Task ▸ Reproduce the listing below line for line, without the pictures.

Given information ▸
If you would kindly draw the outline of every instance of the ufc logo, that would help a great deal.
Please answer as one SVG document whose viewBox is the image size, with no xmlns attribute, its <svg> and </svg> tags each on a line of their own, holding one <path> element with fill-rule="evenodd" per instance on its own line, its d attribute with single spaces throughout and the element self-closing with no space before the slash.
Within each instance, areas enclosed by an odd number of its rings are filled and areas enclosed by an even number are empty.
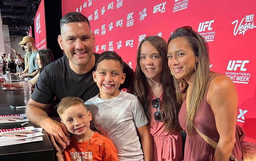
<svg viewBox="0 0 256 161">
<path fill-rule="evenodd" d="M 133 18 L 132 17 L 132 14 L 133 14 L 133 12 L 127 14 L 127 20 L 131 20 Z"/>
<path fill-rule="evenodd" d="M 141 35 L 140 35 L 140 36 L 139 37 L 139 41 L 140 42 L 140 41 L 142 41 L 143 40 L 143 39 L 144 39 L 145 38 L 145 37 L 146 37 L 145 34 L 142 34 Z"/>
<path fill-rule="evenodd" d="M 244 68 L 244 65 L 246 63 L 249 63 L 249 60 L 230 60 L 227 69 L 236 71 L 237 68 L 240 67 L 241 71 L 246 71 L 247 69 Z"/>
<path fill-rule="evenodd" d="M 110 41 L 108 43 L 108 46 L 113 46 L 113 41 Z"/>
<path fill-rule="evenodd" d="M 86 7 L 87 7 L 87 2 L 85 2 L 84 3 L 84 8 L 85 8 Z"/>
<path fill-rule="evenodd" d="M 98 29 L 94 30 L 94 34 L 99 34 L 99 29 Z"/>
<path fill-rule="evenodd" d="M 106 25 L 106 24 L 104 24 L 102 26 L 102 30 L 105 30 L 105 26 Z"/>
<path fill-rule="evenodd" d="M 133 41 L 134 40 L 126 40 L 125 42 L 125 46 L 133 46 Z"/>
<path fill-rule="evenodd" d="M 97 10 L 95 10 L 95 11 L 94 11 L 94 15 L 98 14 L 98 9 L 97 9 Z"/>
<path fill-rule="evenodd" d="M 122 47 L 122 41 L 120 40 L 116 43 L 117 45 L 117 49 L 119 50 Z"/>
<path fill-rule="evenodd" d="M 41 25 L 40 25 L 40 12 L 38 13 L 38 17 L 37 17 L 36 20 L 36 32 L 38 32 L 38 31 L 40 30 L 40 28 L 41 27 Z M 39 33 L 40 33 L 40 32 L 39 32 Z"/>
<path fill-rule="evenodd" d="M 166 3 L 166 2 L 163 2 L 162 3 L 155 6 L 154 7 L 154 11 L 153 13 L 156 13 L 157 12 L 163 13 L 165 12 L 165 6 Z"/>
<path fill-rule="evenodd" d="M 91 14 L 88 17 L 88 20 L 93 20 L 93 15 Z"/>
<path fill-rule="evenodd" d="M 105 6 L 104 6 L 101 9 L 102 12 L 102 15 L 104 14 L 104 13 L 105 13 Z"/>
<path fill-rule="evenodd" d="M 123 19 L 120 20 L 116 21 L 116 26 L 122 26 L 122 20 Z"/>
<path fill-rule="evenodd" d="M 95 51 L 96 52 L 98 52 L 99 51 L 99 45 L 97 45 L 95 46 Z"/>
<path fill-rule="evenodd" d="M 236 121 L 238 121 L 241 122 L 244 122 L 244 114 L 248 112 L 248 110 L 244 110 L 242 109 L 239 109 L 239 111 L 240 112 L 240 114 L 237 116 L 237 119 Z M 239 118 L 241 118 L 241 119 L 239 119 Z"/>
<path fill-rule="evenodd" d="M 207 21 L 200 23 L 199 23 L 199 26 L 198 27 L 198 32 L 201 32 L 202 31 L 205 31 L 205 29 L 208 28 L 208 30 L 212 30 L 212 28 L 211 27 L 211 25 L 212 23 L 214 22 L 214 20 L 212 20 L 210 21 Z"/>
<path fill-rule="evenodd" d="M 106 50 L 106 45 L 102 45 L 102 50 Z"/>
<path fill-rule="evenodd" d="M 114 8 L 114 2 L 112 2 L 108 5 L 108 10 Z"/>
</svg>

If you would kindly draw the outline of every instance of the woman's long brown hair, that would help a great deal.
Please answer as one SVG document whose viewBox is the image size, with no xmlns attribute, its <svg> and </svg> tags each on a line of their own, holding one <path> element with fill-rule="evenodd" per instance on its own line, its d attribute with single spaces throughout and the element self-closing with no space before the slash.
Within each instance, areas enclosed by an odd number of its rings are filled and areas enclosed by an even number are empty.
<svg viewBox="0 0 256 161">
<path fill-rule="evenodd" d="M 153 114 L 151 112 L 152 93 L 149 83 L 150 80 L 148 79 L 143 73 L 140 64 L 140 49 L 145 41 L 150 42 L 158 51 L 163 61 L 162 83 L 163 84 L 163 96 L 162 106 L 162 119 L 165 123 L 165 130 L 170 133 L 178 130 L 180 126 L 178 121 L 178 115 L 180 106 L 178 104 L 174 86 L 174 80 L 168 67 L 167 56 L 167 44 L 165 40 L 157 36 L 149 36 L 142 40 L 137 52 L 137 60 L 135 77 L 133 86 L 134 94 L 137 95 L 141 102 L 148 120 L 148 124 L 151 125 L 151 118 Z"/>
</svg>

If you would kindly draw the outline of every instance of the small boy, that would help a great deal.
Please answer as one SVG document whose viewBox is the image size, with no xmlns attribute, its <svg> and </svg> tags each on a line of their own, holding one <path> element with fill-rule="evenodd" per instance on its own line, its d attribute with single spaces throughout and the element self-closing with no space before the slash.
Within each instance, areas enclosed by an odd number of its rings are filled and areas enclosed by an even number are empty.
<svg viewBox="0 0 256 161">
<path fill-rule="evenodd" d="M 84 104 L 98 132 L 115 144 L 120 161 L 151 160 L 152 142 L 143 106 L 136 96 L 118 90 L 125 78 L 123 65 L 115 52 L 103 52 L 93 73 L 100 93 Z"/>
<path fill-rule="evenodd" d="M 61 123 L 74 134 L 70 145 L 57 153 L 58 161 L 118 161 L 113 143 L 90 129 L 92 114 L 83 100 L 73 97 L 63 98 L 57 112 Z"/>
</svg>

Solved problem ▸
If you would kindly draw the outline of every instance of the ufc logo, that would help a great deal.
Please answer as one SVG document whose viewBox is the image size, with no xmlns attribute, its <svg> and </svg> tags each on a line of their own, holding one <path> element with fill-rule="evenodd" per instance on its own line, its d attribute with single spaces throughout and the element self-closing with no space before the slash.
Within each instance, areas enclosed by an odd number of its rings are filled and areas enclosed by an even number are empty.
<svg viewBox="0 0 256 161">
<path fill-rule="evenodd" d="M 133 18 L 132 17 L 132 14 L 133 14 L 133 12 L 127 14 L 127 20 L 131 20 Z"/>
<path fill-rule="evenodd" d="M 141 35 L 140 35 L 140 36 L 139 37 L 139 41 L 140 42 L 140 41 L 142 41 L 143 40 L 143 39 L 144 39 L 145 38 L 145 37 L 146 37 L 145 34 L 142 34 Z"/>
<path fill-rule="evenodd" d="M 244 68 L 244 65 L 246 63 L 249 63 L 249 60 L 230 60 L 227 69 L 236 71 L 237 68 L 240 67 L 241 71 L 246 71 L 247 69 Z"/>
<path fill-rule="evenodd" d="M 110 41 L 108 43 L 108 46 L 113 46 L 113 41 Z"/>
<path fill-rule="evenodd" d="M 86 7 L 87 7 L 87 2 L 85 2 L 84 3 L 84 8 L 85 8 Z"/>
<path fill-rule="evenodd" d="M 98 29 L 94 30 L 94 34 L 99 34 L 99 29 Z"/>
<path fill-rule="evenodd" d="M 106 25 L 106 24 L 104 24 L 102 26 L 102 30 L 105 30 L 105 26 Z"/>
<path fill-rule="evenodd" d="M 133 41 L 134 40 L 126 40 L 125 42 L 125 46 L 133 46 Z"/>
<path fill-rule="evenodd" d="M 97 10 L 95 10 L 95 11 L 94 11 L 94 15 L 98 14 L 98 9 L 97 9 Z"/>
<path fill-rule="evenodd" d="M 122 47 L 122 41 L 120 40 L 116 43 L 117 45 L 117 49 L 119 50 Z"/>
<path fill-rule="evenodd" d="M 41 25 L 40 25 L 40 12 L 38 13 L 38 17 L 37 17 L 36 20 L 36 32 L 38 32 L 38 31 L 40 30 L 40 28 L 41 27 Z M 39 33 L 40 33 L 40 32 L 39 32 Z"/>
<path fill-rule="evenodd" d="M 166 3 L 166 2 L 163 2 L 162 3 L 155 6 L 154 7 L 154 11 L 153 13 L 156 13 L 157 12 L 163 13 L 165 12 L 165 6 Z"/>
<path fill-rule="evenodd" d="M 91 14 L 88 17 L 88 20 L 93 20 L 93 15 Z"/>
<path fill-rule="evenodd" d="M 105 6 L 104 6 L 101 9 L 102 12 L 102 15 L 104 14 L 104 13 L 105 13 Z"/>
<path fill-rule="evenodd" d="M 123 19 L 120 20 L 116 21 L 116 26 L 122 26 L 122 20 Z"/>
<path fill-rule="evenodd" d="M 95 51 L 96 52 L 98 52 L 99 51 L 99 45 L 97 45 L 95 46 Z"/>
<path fill-rule="evenodd" d="M 236 121 L 238 121 L 241 122 L 244 122 L 244 114 L 248 112 L 248 110 L 244 110 L 242 109 L 239 109 L 239 111 L 240 112 L 240 114 L 237 116 L 237 119 Z M 239 118 L 241 118 L 241 119 L 239 119 Z"/>
<path fill-rule="evenodd" d="M 207 21 L 200 23 L 199 23 L 199 26 L 198 27 L 198 32 L 201 32 L 202 31 L 205 31 L 205 29 L 208 28 L 208 30 L 212 30 L 212 28 L 211 27 L 211 25 L 212 23 L 214 22 L 214 20 L 212 20 L 210 21 Z"/>
<path fill-rule="evenodd" d="M 106 50 L 106 45 L 102 45 L 102 50 Z"/>
<path fill-rule="evenodd" d="M 114 8 L 114 2 L 112 2 L 108 5 L 108 10 Z"/>
</svg>

If you would kindly draw the outline of every instance of the woman's long brown hair, that would help a great deal.
Please answer as one SVG document whose viewBox is the image size, with no xmlns attribute, its <svg> and </svg> tags each on a line of their own, holding one <path> element with fill-rule="evenodd" per instance on its own line, its d attribute with single spaces throughout and the element self-closing with no space before the slash.
Within each instance, areas enclosed by an odd number of its rings are filled and areas enclosed by an even number are empty.
<svg viewBox="0 0 256 161">
<path fill-rule="evenodd" d="M 153 114 L 151 112 L 152 93 L 149 83 L 150 80 L 148 79 L 143 73 L 140 64 L 140 49 L 145 41 L 150 42 L 158 51 L 163 61 L 162 83 L 163 84 L 163 96 L 162 106 L 162 119 L 165 123 L 165 130 L 170 133 L 178 130 L 180 126 L 178 121 L 178 115 L 180 106 L 178 104 L 174 86 L 174 80 L 168 67 L 167 56 L 167 44 L 165 40 L 157 36 L 149 36 L 142 40 L 137 52 L 137 60 L 135 77 L 133 86 L 134 94 L 137 95 L 141 102 L 148 120 L 148 124 L 151 125 L 151 118 Z"/>
</svg>

If you would kindly draw the outline of every instance of the small boy, that would help a great deal.
Please answer as one SVG document whose viewBox is the image size, with no xmlns attribute, its <svg> and </svg> tags each on a line of their own, holding one <path> element with fill-rule="evenodd" per instance on its own line, its d attribute with single spaces throughout and the element self-closing with no space before the slash.
Within each instance, areas enclosed by an odd number of its rings are filled and areas enclosed by an even number are empty.
<svg viewBox="0 0 256 161">
<path fill-rule="evenodd" d="M 84 104 L 98 132 L 115 144 L 120 161 L 151 160 L 152 142 L 143 106 L 136 96 L 118 90 L 125 78 L 123 65 L 115 52 L 103 52 L 93 73 L 100 93 Z"/>
<path fill-rule="evenodd" d="M 61 123 L 74 134 L 70 145 L 57 153 L 58 161 L 118 161 L 113 143 L 90 129 L 92 114 L 83 100 L 73 97 L 63 98 L 57 112 Z"/>
</svg>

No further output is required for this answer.